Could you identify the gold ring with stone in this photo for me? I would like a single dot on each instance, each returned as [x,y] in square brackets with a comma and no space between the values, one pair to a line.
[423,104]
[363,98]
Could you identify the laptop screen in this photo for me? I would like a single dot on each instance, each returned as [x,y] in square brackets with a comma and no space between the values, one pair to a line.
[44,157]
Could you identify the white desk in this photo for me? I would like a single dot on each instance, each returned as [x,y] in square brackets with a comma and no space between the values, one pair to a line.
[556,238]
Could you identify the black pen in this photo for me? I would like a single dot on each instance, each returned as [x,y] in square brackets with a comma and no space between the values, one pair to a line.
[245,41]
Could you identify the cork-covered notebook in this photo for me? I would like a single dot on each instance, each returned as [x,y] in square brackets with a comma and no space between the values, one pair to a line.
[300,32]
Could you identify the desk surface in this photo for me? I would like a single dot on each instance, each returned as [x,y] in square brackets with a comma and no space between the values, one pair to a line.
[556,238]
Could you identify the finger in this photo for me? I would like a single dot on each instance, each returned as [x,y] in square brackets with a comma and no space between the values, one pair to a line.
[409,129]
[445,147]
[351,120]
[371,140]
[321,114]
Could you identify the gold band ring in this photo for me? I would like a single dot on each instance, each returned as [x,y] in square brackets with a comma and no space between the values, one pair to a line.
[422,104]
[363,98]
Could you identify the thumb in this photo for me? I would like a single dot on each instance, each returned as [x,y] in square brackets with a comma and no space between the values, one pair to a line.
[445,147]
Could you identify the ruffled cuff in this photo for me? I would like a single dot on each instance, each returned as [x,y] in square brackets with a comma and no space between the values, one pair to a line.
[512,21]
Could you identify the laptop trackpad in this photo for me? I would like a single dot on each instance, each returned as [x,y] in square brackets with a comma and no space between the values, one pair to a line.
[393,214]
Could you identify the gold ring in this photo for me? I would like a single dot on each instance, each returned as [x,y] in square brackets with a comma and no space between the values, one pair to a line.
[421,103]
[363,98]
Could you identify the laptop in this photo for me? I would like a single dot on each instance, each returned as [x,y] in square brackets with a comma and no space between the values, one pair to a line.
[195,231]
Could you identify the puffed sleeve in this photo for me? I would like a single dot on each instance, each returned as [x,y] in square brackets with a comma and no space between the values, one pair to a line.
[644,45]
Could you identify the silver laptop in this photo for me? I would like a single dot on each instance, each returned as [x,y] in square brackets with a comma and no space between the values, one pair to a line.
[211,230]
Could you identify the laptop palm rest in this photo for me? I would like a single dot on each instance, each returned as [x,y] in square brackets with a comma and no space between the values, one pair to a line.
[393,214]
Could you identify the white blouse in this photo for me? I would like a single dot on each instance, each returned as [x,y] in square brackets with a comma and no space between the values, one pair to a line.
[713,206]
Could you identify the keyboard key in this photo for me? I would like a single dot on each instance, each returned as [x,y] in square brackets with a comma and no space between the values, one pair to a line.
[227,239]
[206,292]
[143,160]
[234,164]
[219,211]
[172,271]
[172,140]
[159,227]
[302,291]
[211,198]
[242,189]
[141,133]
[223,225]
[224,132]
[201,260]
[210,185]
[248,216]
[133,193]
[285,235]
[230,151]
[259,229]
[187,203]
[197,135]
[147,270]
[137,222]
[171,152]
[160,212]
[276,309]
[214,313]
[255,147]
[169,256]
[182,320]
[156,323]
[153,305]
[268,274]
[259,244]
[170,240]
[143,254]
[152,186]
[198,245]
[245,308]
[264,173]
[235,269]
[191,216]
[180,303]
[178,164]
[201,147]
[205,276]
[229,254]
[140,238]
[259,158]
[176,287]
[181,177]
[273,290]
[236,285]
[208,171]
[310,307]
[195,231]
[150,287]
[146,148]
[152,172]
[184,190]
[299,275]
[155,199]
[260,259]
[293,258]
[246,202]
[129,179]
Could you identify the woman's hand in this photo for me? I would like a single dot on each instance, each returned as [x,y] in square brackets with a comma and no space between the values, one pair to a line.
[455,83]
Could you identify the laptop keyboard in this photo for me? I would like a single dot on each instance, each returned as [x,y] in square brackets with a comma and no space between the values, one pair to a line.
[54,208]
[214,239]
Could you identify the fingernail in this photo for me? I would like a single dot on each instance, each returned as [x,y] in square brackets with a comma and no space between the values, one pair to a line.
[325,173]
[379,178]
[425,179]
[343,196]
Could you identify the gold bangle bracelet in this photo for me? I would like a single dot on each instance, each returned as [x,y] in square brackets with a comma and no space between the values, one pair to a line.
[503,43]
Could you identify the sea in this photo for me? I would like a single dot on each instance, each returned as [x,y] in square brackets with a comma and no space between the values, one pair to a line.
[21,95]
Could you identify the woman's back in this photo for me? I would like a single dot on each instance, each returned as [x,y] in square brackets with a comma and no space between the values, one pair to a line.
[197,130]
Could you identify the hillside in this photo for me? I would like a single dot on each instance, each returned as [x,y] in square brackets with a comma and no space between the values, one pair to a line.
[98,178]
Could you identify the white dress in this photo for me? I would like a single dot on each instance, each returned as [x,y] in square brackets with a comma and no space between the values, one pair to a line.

- - -

| INSTRUCTIONS FOR THE TASK |
Reproduce the listing in full. Change nothing.

| RESULT FOR THIS EXERCISE |
Could you identify the gold ring with stone in this photo for me? I would like a single dot on each instance, each returned as [x,y] in square brackets with a comma and no space between the values, one pair to a line.
[423,104]
[363,98]
Could you identify the laptop screen in this photo for me? I would like a single dot on each instance, each returned as [x,y] in square brackets with a comma and no space between the values, one pair to a line.
[44,157]
Could you identify the white desk in this photo for me? I would like a single dot on each instance, each returned as [x,y] in square brackets with a comma and no space between the values, one pair to a line.
[556,238]
Could you identify the black pen in this photo for me? I would like a single dot on each instance, each returned as [x,y] in square brackets with a comma and no space between the values, one pair to a line.
[245,41]
Could you identify the cork-covered notebook in this photo for me? I would like a single dot on each instance, each returned as [x,y] in square brackets with a comma and no space between the values, one pair to a line.
[300,32]
Could you identify the desk surface in this photo for me? I would like a single dot on each instance, each returned as [x,y] in square brackets with a comma and no space between the values, one pair to a line.
[556,238]
Could you identify the finger in this photo for me? I would like a single dot on each instance, each returned as [x,y] in square brackets with a comma and no space between the values, one pair to a line.
[409,129]
[445,147]
[351,120]
[371,140]
[321,114]
Could you identify the gold band ring in this photo for me? I would like a single dot on each instance, each returned as [x,y] in square brackets with a comma and no space between the values, one pair to a line.
[422,104]
[363,98]
Could you identify the thumb in this photo for me? I would like a single dot on each instance, each returned as [x,y] in square brackets with a comma and no space between the values, one pair to a line.
[445,147]
Could you identify the ruffled cuff in this photo for me? I would like a single dot on each instance, each returned as [x,y] in square brackets with a comma and no space between the values, one pair to a line.
[512,21]
Could you identify the laptop trackpad in this photo for me? I would like a single dot on each instance, each returned as [x,y] in square brackets with a comma and no space between the values, one pair to a line.
[393,214]
Could you identify the gold ring in this photo for me? I would like a single dot on each instance, each returned as [x,y] in square brackets with a comma and no space between the values, one pair to a line.
[421,103]
[363,98]
Could you identify the laptop in this photo for me? I would like a single dot on each instance, each returned as [x,y] in square brackets with a comma and no space between the values, one pair to a line.
[195,231]
Could you identify the puffed sleeve in this photo for me? I would like a single dot on each instance, each returned as [x,y] in square brackets with a comma and no space between the values, one pair to a line.
[644,45]
Could you identify the silver laptop in this photo for me? I would like a single dot on each instance, each returned as [x,y] in square brackets with a comma and no space between the values, one pair to a line.
[211,230]
Could you identify the laptop palm rest in this photo for me? I would like a single dot on each instance, each returned as [x,y] in square brackets with a comma and no space between the values, one pair to a line.
[393,214]
Could you identify the white blouse in this photo for me? I would like a single dot on each instance, each returned as [x,y] in square brackets with a comma and no space between the values, one pair to a line.
[713,206]
Could you identify the keyboard key in this photo for me? I would like a single dot on each instance, each returned as [x,y] in square brackets with a comma and no space between the values, one pair to a line.
[227,239]
[206,292]
[143,160]
[234,164]
[219,211]
[172,271]
[172,140]
[159,227]
[302,291]
[211,198]
[242,189]
[141,133]
[223,225]
[224,132]
[201,260]
[210,185]
[248,216]
[133,193]
[285,235]
[230,151]
[259,229]
[187,203]
[197,135]
[147,270]
[137,222]
[171,152]
[160,212]
[276,309]
[214,313]
[255,147]
[169,256]
[182,320]
[156,323]
[153,305]
[268,274]
[259,244]
[170,240]
[143,254]
[152,186]
[198,245]
[245,308]
[264,173]
[235,269]
[191,216]
[180,303]
[178,164]
[201,147]
[205,276]
[229,254]
[140,238]
[259,158]
[176,287]
[181,177]
[273,290]
[236,285]
[208,171]
[310,307]
[195,231]
[150,287]
[146,148]
[152,172]
[184,190]
[299,275]
[155,199]
[260,259]
[293,258]
[246,202]
[129,179]
Could you identify the woman's hand in this photo for me? I would like a single dot on each instance, each returned as [x,y] in square brackets with a comma and no space between the values, one pair to a line.
[455,83]
Could you identify the laptop keyboard in this photo for me? I would like a single dot on each instance, each returned as [x,y] in square brackets with a comma and no space between the values, one pair to a line.
[54,208]
[214,239]
Could you identify the fingernail in this photo for me? I would like a single dot on each instance, each returned as [x,y] in square brackets with a comma and no space between the values, one pair to a line.
[325,173]
[379,178]
[425,179]
[343,196]
Could you identify the gold bangle bracelet in this photo for me? I would like a single dot on each instance, each returned as [x,y] in square brackets with a comma and no space between the values, one pair to a line.
[503,43]
Could you identify the sea in this photo for me? I would like a single dot on each instance, each returned as [x,y] in square brackets with a comma and no space between the values, one pair to a line.
[21,95]
Could you identify the woman's back in this photo for me? I would like a single dot on each instance, each returned as [x,y] in square brackets with a comma and no space between the values, one pair to a line.
[197,130]
Could you identify the hillside in this photo for me? I would like a single dot on each instance, each returned as [x,y] in square brackets with a comma and no space between the values, one pair to a line.
[98,178]
Could you identify the white dress in this photo for me? I would like a single dot on each instance, each returned as [x,y] in square brackets with a comma and no space between the values, one pair to a line.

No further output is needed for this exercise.